● **Исходный материал**
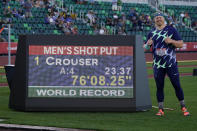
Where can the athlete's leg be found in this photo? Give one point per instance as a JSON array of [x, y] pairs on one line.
[[173, 74], [174, 78], [159, 75]]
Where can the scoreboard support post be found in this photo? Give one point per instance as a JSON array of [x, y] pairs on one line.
[[79, 73]]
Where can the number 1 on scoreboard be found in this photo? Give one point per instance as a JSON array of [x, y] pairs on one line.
[[37, 60]]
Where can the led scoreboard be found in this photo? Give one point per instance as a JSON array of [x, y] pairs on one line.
[[79, 73]]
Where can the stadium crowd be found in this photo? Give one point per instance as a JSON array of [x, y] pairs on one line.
[[65, 19]]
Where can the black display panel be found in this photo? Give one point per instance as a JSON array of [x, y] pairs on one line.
[[78, 73]]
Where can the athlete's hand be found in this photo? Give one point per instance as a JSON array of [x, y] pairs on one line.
[[168, 40], [150, 41]]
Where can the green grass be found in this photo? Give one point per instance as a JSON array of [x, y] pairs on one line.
[[181, 70], [3, 79], [115, 121], [179, 63]]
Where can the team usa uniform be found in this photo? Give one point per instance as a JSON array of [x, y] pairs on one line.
[[164, 60]]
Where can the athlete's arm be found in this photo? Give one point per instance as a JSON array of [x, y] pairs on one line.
[[176, 43]]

● **Задание**
Воспроизведите все записи выше дословно, строка за строкой, ничего не меняя. Изображения в ответ не включайте.

● **Ответ ниже**
Where can the athlete's leg be found in this photo? Give one point per instance as a JSON array of [x, y] pairs on one line.
[[173, 74], [174, 78], [159, 75]]
Where can the scoreboard support post be found in this photo? Give one point per instance as a JSON array of [x, y] pairs on one line.
[[79, 73]]
Where can the number 1 on scoreboard be found in this photo? Give one point per instance as a JSON array of [x, y] pairs on one line.
[[37, 60]]
Where can the led scoreboard be found in this photo? Give one point per instance as a JSON array of [x, y] pairs on one line.
[[79, 73]]
Where can the stadium crowd be found in this photo? Give one point per instance as a JSON array of [x, y] pairs on one line.
[[65, 19]]
Where can the black display panel be found in this photo? Give one point per instance as a JSON array of [x, y] pairs on one line.
[[78, 73]]
Where can the athlete's hand be found in this photo? Give one point per instance as a JSON array of [x, y] pairs on one line.
[[168, 40], [150, 41]]
Where can the green grass be found in this photo? Give one point per instance as a JSON array of [x, y] pairs on one line.
[[181, 70], [3, 79], [115, 121], [179, 63]]
Where can the team usa uniform be found in this photo? Give one point per instance as a JSON array of [x, y] pairs on one line.
[[164, 60]]
Where can the athlete's arm be found in this photo? Give one point per instance as a JSON array of [x, y] pairs on one line.
[[176, 43]]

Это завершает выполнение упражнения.